---------- Page excerpt ----------
Once a model survives the CI/CD pipeline and is pulled from a registry, it enters its operational environment. This deployment infrastructure—whether a sprawling Kubernetes cluster, a lean serverless function, or a dedicated virtual machine—becomes the new frontline. Attacking this layer isn’t about tricking the model’s logic; it’s about dismantling the foundation it stands on, gaining control of its execution, and exploiting the trust placed in its operational context.
Your goal as a red teamer is to treat the deployed model not as the target itself, but as a potential foothold into the production environment. A compromised inference endpoint can become a pivot point to exfiltrate data, poison other systems, or disrupt the entire MLOps lifecycle.
Compromising Containerized ML Environments
Kubernetes has become the de facto standard for orchestrating ML workloads, but its complexity creates a rich attack surface. A single misconfiguration in a pod definition or a network policy can unravel the security of the entire cluster.
Privilege Escalation via Insecure Pod Configurations
Developers often grant excessive permissions to pods for debugging or simplicity, creating dangerous backdoors. Look for pods running with `privileged: true` or with sensitive host volumes mounted using `hostPath`. A compromised inference container with a `hostPath` mount to `/` or `/var/run/docker.sock` effectively gives you root on the underlying node.
A common attack vector involves finding a remote code execution (RCE) vulnerability in the model’s serving framework (like Flask or FastAPI) and then using the pod’s overprivileged configuration to escape the container.
Service Account Token Theft and Abuse
Every Kubernetes pod is associated with a service account, and its token is automatically mounted inside the container at `/var/run/secrets/kubernetes.io/serviceaccount/token`. If this service account has excessive permissions (e.g., `cluster-admin` or the ability to list secrets in all namespaces), an attacker who gains RCE in the pod can use this token with `kubectl` or the K8s API to pivot and compromise the entire cluster. Always check the permissions bound to the service account of your inference pods.
----------
Direction 1
In the page on attacking ML deployment infrastructure, at what path inside the container is a pod's service account token mounted automatically?
Direction 2
Write the next part of the page on attacking ML deployment infrastructure, starting after its last sentence.
---------- Provided material ----------
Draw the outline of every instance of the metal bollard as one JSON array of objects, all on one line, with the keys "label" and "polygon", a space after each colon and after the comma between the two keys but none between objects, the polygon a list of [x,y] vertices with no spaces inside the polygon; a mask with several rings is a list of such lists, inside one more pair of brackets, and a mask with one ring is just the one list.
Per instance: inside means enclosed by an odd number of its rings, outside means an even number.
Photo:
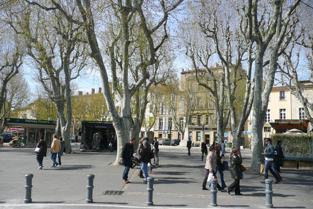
----------
Response 1
/var/run/secrets/kubernetes.io/serviceaccount/token

Response 2
Exploiting Serverless Deployment Flaws
Serverless functions (e.g., AWS Lambda, Google Cloud Functions) offer a seemingly secure, ephemeral environment. However, their security hinges entirely on the Identity and Access Management (IAM) roles they assume. A single overly permissive role can be a critical vulnerability.
Your primary target is the execution role. If an attacker can find a way to execute code within the function—perhaps through a dependency confusion vulnerability in a function layer or by exploiting a library used for data preprocessing—they inherit all permissions of that role.
# Example of a dangerously permissive serverless.yml for an AWS Lambda function
provider:
name: aws
runtime: python3.9
iam:
role:
statements:
- Effect: "Allow"
# BAD: Wildcard permissions grant access to all S3 buckets
Action: "s3:*"
Resource: "arn:aws:s3:::*" # Attacker can now read training data, other models, etc.
- Effect: "Allow"
# BAD: Grants access to read all secrets in Secrets Manager
Action: "secretsmanager:GetSecretValue"
Resource: "*" # Attacker can exfiltrate API keys, DB credentials
functions:
predict:
handler: handler.predict
# ... function configuration
In the example above, a compromise of the `predict` function allows the attacker to read from any S3 bucket and retrieve any secret within the AWS account. This could include raw training data, other production models, or credentials for entirely different systems, turning a model compromise into a full-scale cloud environment breach.
Subverting API Gateways and Model Endpoints
The API gateway is the public-facing door to your model. Attackers will probe it for weaknesses in authentication, authorization, and resource management before even attempting to interact with the model itself.
Authentication and Authorization Bypass
Test for classic web security flaws. Can you access an endpoint without a valid API key? Can a user-level key access administrative functions? Look for misconfigured routing rules where a path like `/v1/predict/internal` might bypass authentication checks applied only to `/v1/predict`.
Economic Denial of Service (EDoS) via Resource Exhaustion
ML inference can be computationally expensive. If the API gateway has weak or non-existent rate limiting, you can launch an EDoS attack. By sending a high volume of legitimate inference requests, you can drive up cloud computing costs astronomically without ever triggering traditional DoS protections. This is especially effective against models that run on expensive GPU instances. Your test is simple: script a loop to call the endpoint and observe the billing dashboard.
Red Team TTPs for Infrastructure Validation
Systematically testing the deployment infrastructure requires a combination of cloud configuration review and active exploitation. The following table outlines key tactics.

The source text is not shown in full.